▶ Task brief: In the data below, reproduce verbatim the lines from the one containing "Would you mind annotating the bush" through the one containing "Would you mind annotating the metal", both included, and output nothing else.

------ Dataset extract ------

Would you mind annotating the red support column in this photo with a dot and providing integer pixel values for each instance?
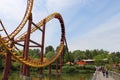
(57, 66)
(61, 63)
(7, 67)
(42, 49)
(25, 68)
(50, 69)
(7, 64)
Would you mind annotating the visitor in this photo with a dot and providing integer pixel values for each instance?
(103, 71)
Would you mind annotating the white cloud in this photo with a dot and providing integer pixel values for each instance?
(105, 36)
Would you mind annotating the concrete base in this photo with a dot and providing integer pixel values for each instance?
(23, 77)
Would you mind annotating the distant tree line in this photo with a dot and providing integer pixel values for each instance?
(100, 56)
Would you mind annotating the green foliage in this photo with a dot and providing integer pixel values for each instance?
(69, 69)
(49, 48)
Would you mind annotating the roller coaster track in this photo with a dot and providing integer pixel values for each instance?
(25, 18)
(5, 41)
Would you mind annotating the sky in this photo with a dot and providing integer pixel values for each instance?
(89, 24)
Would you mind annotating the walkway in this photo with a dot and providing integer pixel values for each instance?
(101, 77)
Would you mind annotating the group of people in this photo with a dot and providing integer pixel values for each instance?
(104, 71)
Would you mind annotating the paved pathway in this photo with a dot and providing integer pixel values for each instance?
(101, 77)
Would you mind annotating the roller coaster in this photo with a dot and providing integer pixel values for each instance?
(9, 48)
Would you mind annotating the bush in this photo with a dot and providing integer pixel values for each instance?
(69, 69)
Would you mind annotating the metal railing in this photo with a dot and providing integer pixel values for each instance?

------
------ Dataset extract ------

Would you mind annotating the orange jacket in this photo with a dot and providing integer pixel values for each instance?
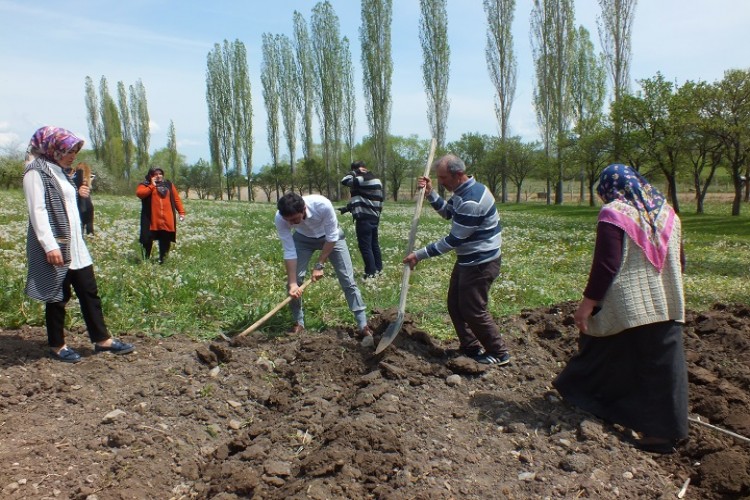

------

▶ Reply:
Would you mind annotating the bush in this photo with a dot and providing integer pixel values for each instance?
(69, 69)
Would you mind annotating the metal railing in this photo with a dot and providing integer pixel values for each instance?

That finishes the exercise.